Short task
Extract every line of the records below that contains the word "cobblestone", and treat case as significant.
─── Raw records ───
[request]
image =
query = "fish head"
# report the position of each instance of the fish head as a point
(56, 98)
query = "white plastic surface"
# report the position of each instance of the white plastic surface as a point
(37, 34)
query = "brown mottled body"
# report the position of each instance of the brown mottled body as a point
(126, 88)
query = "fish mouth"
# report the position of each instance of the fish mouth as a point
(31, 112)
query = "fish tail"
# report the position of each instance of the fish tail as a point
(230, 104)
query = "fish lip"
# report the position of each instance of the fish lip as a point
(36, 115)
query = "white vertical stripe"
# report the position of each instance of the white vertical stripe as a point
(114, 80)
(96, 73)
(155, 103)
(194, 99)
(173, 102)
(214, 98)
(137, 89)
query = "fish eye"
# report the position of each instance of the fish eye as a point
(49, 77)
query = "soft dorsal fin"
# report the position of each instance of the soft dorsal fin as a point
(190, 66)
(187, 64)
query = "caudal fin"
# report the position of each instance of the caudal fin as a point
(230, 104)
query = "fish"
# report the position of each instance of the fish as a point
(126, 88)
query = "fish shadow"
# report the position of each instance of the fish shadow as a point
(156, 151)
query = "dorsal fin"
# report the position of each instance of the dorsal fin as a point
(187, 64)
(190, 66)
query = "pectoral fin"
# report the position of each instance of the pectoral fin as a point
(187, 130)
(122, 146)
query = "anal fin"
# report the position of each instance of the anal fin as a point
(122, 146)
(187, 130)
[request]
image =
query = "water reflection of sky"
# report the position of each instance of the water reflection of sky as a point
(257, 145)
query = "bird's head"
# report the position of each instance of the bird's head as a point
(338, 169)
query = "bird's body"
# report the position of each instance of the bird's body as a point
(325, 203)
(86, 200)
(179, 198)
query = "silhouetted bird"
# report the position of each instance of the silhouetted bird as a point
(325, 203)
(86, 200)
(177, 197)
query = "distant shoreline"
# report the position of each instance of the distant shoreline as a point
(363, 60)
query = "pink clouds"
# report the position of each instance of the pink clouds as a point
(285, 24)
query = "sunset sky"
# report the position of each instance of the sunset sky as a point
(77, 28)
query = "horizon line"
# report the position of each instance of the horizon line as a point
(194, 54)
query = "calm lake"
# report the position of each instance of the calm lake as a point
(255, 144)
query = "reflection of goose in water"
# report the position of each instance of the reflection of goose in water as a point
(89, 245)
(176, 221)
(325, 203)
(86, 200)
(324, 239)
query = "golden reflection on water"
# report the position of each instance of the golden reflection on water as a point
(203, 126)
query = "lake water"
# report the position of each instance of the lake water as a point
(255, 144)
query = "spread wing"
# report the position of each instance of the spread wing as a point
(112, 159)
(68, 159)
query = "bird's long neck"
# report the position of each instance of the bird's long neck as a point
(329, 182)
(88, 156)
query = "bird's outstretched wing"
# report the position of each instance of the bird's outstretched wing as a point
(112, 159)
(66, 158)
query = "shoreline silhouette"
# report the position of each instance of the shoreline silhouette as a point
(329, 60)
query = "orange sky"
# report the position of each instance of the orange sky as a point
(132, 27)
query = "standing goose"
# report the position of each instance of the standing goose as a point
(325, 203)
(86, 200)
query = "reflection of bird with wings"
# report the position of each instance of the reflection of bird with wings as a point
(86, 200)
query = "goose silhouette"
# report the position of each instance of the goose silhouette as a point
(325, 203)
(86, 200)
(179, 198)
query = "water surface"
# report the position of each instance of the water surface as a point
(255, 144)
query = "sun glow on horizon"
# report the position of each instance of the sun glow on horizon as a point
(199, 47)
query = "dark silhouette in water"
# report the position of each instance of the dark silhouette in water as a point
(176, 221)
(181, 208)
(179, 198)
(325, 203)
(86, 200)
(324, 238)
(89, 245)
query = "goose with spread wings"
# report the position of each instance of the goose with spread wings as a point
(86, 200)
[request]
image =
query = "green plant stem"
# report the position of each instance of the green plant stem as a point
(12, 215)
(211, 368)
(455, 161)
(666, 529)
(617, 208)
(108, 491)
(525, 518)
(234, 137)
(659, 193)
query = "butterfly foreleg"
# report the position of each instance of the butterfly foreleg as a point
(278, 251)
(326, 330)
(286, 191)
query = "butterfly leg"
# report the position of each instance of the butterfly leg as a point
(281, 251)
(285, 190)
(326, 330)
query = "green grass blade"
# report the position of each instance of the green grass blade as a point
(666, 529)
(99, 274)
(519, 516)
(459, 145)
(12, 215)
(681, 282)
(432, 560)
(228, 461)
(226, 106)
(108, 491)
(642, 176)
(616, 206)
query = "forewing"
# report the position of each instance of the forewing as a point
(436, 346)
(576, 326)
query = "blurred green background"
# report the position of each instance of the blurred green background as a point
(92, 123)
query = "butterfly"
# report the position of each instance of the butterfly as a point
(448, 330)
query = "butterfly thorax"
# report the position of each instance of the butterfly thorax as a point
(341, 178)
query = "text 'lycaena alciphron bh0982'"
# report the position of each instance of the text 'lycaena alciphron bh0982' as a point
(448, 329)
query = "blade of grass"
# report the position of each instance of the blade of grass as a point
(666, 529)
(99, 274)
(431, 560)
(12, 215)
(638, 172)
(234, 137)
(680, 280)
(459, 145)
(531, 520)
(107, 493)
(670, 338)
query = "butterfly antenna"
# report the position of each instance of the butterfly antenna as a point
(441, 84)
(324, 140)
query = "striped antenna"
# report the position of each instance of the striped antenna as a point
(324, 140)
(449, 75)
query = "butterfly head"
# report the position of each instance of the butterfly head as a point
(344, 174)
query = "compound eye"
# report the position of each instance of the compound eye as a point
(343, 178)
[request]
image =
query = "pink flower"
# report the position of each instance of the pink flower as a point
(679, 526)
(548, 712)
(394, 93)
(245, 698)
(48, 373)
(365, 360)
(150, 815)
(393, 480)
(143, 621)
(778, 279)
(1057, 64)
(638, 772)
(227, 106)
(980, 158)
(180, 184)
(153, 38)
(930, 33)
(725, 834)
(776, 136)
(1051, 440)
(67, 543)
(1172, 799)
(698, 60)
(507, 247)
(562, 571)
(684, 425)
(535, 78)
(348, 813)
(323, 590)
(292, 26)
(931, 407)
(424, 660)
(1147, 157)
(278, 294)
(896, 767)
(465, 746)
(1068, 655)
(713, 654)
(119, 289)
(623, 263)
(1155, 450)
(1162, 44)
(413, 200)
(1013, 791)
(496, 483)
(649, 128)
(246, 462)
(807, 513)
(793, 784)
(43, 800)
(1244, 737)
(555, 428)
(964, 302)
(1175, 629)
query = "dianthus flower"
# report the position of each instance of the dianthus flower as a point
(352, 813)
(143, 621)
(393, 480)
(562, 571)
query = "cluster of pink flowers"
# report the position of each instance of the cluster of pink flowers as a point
───
─── Raw records ───
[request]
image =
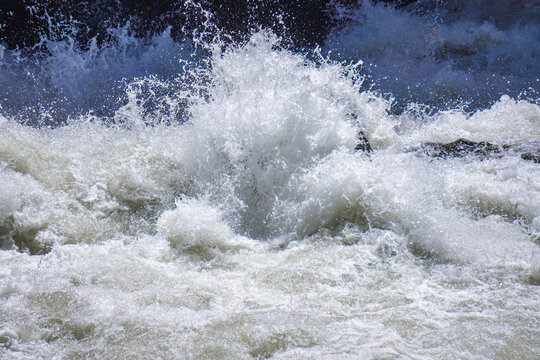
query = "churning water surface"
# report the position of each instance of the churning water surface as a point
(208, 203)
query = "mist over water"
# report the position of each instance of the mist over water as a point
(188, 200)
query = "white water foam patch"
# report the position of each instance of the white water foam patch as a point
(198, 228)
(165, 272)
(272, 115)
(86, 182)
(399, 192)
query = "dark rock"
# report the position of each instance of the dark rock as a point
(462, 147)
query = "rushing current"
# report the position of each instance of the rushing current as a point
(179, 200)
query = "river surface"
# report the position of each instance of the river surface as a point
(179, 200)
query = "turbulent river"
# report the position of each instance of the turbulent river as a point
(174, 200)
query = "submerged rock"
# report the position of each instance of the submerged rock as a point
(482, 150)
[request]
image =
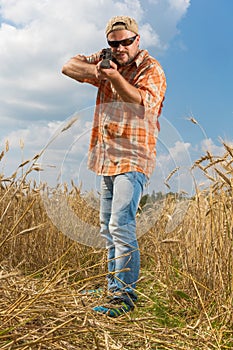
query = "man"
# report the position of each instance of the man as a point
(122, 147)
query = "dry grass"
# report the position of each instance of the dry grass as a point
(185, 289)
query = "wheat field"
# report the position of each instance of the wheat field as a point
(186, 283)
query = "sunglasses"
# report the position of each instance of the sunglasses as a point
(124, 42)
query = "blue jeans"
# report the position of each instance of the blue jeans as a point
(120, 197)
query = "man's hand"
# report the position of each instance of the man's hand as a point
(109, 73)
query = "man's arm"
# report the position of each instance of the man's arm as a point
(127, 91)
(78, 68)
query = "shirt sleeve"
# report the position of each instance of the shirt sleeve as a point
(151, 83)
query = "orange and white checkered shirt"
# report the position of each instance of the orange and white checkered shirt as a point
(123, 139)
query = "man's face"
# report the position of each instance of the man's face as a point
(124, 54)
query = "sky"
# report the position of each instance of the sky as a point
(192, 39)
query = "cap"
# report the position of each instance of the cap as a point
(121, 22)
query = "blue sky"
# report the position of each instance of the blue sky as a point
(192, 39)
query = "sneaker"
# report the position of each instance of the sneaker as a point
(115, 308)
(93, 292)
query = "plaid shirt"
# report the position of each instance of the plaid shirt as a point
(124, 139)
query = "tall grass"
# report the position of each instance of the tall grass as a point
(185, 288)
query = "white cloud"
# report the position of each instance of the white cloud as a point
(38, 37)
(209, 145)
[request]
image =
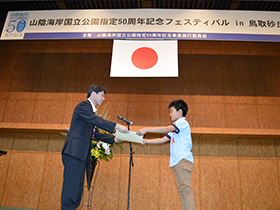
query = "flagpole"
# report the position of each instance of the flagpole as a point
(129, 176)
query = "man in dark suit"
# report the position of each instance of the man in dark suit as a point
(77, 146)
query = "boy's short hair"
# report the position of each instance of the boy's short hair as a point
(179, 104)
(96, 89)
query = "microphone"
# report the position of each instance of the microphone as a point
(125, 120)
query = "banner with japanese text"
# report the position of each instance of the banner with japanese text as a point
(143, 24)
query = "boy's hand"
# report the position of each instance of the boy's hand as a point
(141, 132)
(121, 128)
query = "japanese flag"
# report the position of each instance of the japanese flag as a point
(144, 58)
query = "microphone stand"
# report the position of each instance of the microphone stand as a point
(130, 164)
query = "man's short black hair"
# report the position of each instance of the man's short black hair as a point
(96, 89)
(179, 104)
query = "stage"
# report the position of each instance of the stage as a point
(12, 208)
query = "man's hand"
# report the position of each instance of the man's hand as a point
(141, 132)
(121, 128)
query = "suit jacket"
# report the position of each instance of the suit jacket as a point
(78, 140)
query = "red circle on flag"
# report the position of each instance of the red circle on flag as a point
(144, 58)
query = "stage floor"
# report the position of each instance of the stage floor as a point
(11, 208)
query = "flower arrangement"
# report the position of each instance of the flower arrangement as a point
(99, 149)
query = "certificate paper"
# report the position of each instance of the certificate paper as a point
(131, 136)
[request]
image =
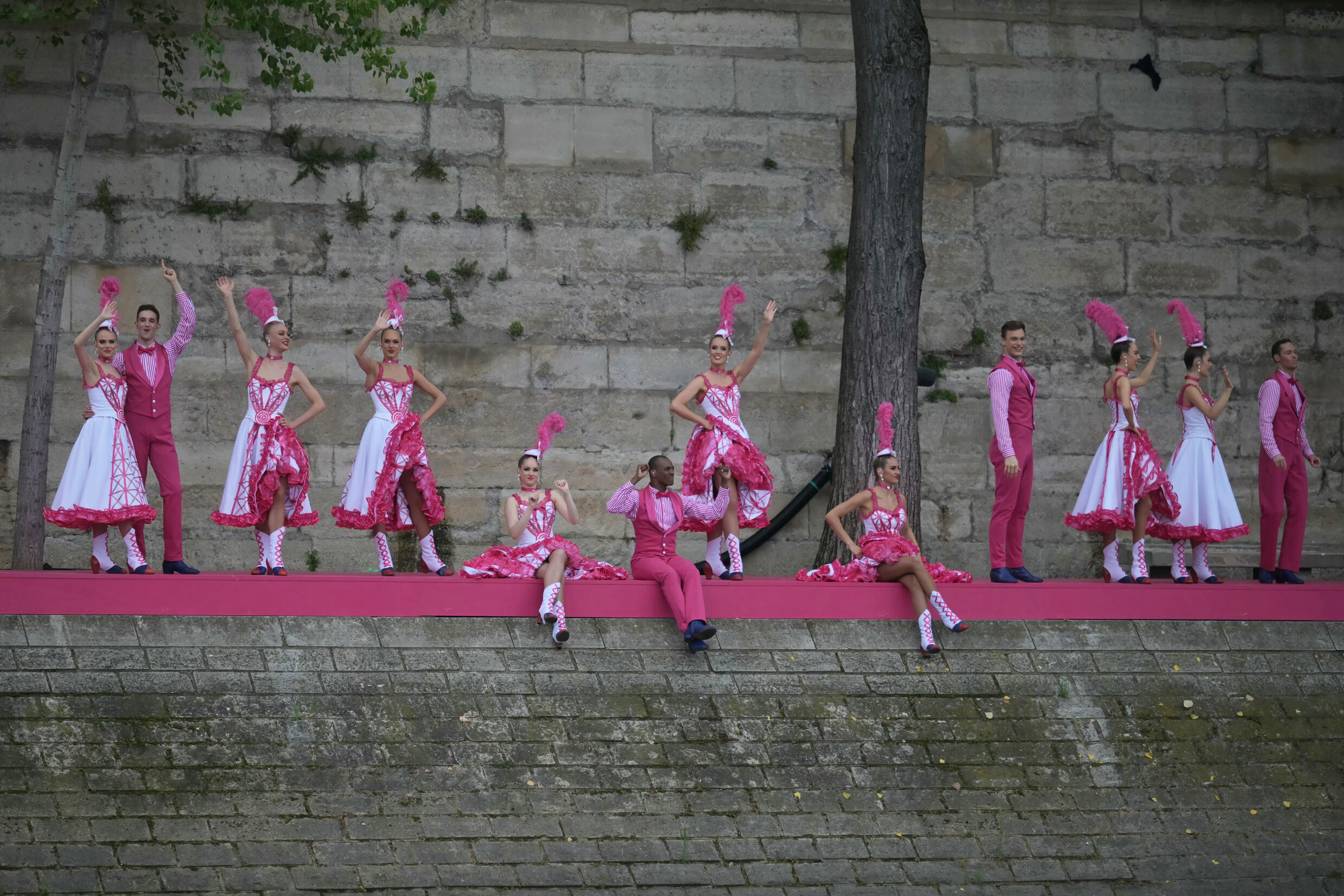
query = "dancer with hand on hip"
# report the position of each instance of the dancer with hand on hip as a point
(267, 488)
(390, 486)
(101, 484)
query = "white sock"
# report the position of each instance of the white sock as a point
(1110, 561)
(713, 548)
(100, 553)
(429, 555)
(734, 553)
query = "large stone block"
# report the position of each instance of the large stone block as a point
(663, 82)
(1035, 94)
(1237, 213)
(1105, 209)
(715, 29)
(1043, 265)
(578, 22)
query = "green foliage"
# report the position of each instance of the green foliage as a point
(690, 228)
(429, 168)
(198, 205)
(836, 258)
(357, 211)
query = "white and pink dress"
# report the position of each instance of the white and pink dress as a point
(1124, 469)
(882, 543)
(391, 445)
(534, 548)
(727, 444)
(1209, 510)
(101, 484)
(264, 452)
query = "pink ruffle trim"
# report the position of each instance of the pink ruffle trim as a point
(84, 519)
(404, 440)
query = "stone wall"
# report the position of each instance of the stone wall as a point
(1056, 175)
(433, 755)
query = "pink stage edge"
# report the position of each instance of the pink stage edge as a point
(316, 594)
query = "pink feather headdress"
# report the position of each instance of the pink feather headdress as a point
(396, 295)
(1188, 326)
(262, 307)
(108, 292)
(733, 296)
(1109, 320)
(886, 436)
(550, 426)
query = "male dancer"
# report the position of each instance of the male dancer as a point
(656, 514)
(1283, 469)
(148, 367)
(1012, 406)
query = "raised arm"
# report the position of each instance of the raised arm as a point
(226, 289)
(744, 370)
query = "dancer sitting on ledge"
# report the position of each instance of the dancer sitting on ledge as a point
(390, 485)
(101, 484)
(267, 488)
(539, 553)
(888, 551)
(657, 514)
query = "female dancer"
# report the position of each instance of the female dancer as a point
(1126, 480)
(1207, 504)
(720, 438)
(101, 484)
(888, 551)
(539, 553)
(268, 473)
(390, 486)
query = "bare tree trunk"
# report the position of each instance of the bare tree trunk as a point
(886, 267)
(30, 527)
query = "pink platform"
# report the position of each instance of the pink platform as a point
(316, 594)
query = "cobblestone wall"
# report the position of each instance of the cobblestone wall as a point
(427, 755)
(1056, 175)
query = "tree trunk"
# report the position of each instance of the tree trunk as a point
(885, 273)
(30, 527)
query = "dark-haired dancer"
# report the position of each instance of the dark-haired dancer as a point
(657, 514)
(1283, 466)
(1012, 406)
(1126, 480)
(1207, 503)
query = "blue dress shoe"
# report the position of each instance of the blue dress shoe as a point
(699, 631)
───
Answer to the problem
query = "cobblestone wall"
# report the position of each instance of the cobblestone wall as a point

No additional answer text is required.